Detection items:
__________________________________________________
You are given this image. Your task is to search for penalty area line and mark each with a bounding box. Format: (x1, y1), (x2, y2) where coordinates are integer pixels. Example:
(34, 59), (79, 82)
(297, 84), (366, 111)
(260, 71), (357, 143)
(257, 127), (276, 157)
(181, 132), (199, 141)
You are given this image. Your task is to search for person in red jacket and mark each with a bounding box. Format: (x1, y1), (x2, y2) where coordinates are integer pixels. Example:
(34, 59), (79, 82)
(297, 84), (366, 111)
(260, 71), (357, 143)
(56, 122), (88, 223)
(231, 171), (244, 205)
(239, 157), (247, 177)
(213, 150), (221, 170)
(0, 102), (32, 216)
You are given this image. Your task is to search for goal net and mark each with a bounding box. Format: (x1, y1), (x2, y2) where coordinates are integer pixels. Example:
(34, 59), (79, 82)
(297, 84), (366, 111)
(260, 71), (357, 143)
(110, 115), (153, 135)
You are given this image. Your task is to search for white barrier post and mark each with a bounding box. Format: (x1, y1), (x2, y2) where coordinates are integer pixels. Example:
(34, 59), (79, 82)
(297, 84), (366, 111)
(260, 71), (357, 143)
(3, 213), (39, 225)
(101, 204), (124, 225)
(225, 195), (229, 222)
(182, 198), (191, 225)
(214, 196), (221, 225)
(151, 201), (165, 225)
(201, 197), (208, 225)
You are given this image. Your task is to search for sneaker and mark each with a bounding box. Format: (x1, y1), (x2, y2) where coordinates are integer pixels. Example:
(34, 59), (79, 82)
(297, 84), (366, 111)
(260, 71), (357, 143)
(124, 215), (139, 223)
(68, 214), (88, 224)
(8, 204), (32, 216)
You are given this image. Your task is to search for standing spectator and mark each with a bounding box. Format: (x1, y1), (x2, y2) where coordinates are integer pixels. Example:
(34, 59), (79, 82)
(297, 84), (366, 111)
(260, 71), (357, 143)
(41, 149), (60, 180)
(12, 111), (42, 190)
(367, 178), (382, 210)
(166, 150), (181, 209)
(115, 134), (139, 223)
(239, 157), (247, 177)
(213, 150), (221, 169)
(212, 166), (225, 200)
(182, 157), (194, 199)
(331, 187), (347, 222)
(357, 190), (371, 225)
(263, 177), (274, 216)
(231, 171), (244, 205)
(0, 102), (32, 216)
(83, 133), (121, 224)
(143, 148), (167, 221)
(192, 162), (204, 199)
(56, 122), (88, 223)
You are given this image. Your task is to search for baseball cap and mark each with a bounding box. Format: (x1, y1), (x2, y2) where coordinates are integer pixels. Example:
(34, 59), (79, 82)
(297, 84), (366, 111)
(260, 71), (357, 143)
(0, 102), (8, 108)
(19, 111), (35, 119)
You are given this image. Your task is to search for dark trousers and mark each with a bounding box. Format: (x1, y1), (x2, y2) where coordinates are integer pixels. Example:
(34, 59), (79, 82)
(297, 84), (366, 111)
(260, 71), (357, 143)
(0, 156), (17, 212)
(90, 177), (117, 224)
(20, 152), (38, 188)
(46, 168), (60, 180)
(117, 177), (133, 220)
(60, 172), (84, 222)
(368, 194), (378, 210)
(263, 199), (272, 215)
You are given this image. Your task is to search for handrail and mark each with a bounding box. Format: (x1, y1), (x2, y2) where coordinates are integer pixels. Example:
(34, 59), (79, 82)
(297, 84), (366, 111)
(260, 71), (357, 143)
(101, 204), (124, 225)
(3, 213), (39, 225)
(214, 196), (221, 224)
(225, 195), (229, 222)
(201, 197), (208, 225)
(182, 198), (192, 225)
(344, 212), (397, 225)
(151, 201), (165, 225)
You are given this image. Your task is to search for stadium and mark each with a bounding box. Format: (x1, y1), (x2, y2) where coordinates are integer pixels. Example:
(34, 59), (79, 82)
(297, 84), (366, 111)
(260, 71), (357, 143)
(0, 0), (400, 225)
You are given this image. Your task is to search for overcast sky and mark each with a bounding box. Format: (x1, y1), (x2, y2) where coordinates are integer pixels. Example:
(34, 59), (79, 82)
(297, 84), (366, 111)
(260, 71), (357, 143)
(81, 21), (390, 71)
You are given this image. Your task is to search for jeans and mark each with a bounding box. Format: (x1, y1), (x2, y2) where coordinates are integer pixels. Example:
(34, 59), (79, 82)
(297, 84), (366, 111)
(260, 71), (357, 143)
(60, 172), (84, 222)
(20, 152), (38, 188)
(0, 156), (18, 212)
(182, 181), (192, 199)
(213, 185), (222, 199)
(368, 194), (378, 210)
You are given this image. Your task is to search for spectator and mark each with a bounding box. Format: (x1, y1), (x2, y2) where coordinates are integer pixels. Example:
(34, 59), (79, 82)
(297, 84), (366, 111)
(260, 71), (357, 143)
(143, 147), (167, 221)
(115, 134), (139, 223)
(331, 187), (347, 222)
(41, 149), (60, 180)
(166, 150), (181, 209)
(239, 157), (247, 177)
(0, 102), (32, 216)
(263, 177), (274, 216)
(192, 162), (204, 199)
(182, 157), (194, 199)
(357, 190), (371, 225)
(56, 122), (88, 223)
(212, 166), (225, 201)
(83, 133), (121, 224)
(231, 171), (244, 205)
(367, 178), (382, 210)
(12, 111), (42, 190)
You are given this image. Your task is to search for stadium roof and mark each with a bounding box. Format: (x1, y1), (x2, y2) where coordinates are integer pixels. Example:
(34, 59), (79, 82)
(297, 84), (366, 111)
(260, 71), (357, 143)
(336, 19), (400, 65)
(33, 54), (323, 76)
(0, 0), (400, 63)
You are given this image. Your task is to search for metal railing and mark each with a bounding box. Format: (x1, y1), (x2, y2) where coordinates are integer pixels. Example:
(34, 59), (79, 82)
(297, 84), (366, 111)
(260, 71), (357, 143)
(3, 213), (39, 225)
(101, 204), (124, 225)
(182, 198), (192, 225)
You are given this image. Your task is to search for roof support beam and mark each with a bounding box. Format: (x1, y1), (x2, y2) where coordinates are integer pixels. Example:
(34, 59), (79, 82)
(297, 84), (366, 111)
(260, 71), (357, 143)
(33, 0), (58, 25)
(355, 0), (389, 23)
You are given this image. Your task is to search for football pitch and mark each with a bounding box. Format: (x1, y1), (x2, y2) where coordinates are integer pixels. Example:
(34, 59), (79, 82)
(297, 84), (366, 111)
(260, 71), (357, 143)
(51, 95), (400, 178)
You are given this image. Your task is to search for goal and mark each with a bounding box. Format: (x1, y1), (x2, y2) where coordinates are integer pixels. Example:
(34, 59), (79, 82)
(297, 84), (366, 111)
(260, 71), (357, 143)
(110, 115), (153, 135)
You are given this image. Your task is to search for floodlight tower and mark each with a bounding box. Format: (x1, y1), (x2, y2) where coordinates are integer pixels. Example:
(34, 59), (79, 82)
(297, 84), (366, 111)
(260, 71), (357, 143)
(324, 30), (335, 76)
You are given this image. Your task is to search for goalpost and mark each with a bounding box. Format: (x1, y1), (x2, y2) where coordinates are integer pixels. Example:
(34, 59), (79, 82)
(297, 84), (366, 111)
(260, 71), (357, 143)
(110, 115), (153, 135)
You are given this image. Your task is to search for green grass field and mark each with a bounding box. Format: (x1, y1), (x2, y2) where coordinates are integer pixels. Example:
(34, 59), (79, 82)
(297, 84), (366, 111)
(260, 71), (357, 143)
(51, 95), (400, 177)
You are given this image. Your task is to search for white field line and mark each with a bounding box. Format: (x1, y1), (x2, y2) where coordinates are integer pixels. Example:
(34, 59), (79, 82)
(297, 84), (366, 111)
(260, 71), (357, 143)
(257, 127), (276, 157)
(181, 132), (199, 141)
__________________________________________________
Return, without any change, the lines of the items above from the line containing "search for sneaker" through the line containing "(0, 0), (400, 225)", with both of those lines included.

You are given this image. Your task is to search for sneaker and mark each with a bounding box. Format: (x1, y1), (x2, y2) where coordinates are integer pixels. Example:
(34, 59), (79, 82)
(297, 84), (366, 111)
(260, 71), (357, 143)
(124, 215), (139, 223)
(68, 214), (88, 224)
(8, 204), (32, 216)
You are given this image. Your task is to search for standing spectator and mark each with a bounding box. Format: (x1, y1), (x2, y2) where coordinates are integer pixels. Example:
(34, 59), (79, 82)
(297, 84), (366, 111)
(260, 71), (357, 143)
(41, 149), (60, 180)
(12, 111), (42, 190)
(367, 178), (382, 210)
(166, 150), (181, 209)
(115, 134), (139, 223)
(239, 157), (247, 177)
(213, 150), (221, 169)
(212, 166), (225, 200)
(182, 157), (194, 199)
(331, 187), (347, 222)
(357, 190), (371, 225)
(263, 177), (274, 216)
(231, 171), (244, 205)
(0, 102), (32, 216)
(83, 133), (121, 224)
(143, 148), (167, 221)
(192, 162), (204, 199)
(56, 122), (88, 223)
You are given this image. Your task is to search for baseball cap and mark each with a bounding box. Format: (x1, y1), (x2, y2) where coordinates are integer pixels. Example:
(34, 59), (79, 82)
(297, 84), (366, 111)
(260, 71), (357, 143)
(0, 102), (8, 108)
(19, 111), (35, 119)
You are given this image. Your task is to search for dark trousers and mark each with a bounding box. Format: (x1, y1), (x2, y2) where coordinates are integer pixels. Example:
(34, 59), (79, 82)
(297, 84), (366, 111)
(260, 71), (357, 143)
(0, 156), (17, 212)
(90, 177), (117, 224)
(20, 152), (38, 188)
(46, 168), (60, 180)
(117, 177), (133, 220)
(60, 172), (84, 222)
(368, 194), (378, 210)
(263, 199), (272, 215)
You are given this image. Your task is to search for handrail and mark each with a bounding box. Format: (x1, y1), (x2, y2) where coordinates are integer pixels. Example:
(34, 59), (79, 82)
(297, 84), (366, 111)
(260, 71), (357, 143)
(101, 204), (124, 225)
(3, 213), (39, 225)
(214, 196), (221, 224)
(225, 195), (229, 222)
(201, 197), (208, 225)
(182, 198), (192, 225)
(344, 212), (397, 225)
(151, 201), (165, 225)
You are given this image. Your task is to search for stadium and mark each with a bounding box. Format: (x1, y1), (x2, y2) where coordinates are integer pixels. Example:
(34, 59), (79, 82)
(297, 84), (366, 111)
(260, 71), (357, 143)
(0, 0), (400, 225)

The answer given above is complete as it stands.